◆ Sumber ◆
"""

Dalam buku bertajuk Mengembalikan Kemakmuran Islam dengan Dinar dan Dirham ini, sang penulis, Muhaimin Iqbal menggambarkan perjalanan dinar dan dirham dari era romawi kuno, zaman rasulullah pada 7 M, Umar Bin Khattab yang mulai mencetak mata uang dinar dan dirham, zaman khalifah Abdul Malik pada tahun 642 M hingga akhir masa kekhalifahan di era Utsmani yang runtuh pada tahun 1924.

"""

◆ Latihan ◆
Tolong kutip secara persis bagian sumber di atas tentang dinar dan dirham, dari "Dalam buku bertajuk" sampai "pada tahun 1924.", termasuk kedua frasa itu.

◆ Baris Data ◆
"""

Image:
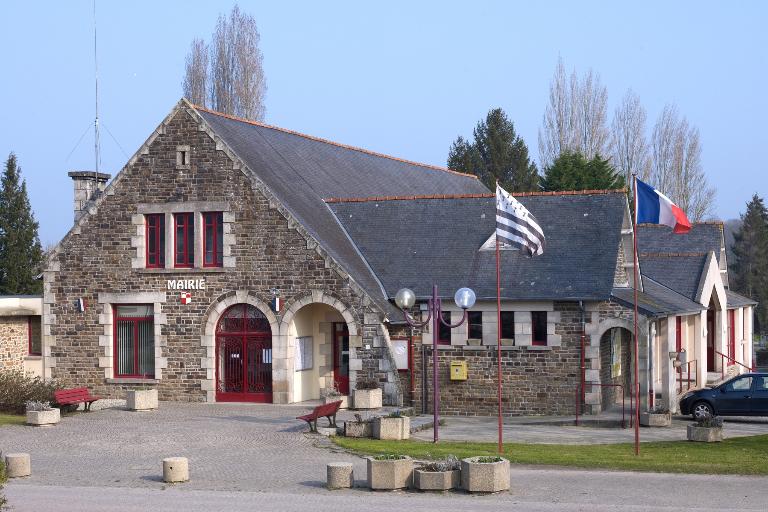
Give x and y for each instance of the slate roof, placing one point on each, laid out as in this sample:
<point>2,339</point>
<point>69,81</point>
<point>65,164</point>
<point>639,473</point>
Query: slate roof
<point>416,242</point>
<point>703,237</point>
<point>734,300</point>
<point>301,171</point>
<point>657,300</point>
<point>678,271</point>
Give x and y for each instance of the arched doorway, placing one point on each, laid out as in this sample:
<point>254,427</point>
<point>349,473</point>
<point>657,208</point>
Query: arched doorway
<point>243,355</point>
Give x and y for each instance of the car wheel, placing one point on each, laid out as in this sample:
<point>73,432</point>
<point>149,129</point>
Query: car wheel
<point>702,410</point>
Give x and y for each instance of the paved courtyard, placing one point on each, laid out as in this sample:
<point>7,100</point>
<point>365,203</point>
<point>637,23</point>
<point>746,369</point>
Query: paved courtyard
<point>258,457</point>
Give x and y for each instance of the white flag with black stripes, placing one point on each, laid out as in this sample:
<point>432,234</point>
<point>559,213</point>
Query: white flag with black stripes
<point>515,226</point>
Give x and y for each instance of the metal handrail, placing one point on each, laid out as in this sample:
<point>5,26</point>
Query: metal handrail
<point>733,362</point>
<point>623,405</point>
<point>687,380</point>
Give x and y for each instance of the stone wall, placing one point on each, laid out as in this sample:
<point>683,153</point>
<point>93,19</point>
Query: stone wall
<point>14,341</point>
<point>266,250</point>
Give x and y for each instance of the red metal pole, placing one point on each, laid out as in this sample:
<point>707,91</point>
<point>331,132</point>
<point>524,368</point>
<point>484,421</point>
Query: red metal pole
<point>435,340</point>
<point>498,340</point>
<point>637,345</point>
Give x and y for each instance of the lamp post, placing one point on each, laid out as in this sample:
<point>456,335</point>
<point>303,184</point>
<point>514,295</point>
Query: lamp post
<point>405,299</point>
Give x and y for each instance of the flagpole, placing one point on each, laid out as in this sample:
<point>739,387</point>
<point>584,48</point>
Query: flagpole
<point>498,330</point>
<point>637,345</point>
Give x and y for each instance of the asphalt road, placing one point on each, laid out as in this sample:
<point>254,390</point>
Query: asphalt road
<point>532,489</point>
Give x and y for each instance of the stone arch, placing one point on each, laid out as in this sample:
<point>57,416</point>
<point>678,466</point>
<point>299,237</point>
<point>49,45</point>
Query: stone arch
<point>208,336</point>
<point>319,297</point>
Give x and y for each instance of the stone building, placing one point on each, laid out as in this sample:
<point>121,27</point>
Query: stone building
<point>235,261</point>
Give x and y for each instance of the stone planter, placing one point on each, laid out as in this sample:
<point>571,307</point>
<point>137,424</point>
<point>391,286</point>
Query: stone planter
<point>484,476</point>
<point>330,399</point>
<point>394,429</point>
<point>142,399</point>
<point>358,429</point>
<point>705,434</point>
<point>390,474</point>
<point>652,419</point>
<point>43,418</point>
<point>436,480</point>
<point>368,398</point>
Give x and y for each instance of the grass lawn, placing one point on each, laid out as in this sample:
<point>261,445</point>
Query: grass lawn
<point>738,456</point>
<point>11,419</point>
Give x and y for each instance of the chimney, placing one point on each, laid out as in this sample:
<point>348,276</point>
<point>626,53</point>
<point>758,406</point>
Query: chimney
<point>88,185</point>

"""

◆ Jawaban Lengkap ◆
Dalam buku bertajuk Mengembalikan Kemakmuran Islam dengan Dinar dan Dirham ini, sang penulis, Muhaimin Iqbal menggambarkan perjalanan dinar dan dirham dari era romawi kuno, zaman rasulullah pada 7 M, Umar Bin Khattab yang mulai mencetak mata uang dinar dan dirham, zaman khalifah Abdul Malik pada tahun 642 M hingga akhir masa kekhalifahan di era Utsmani yang runtuh pada tahun 1924.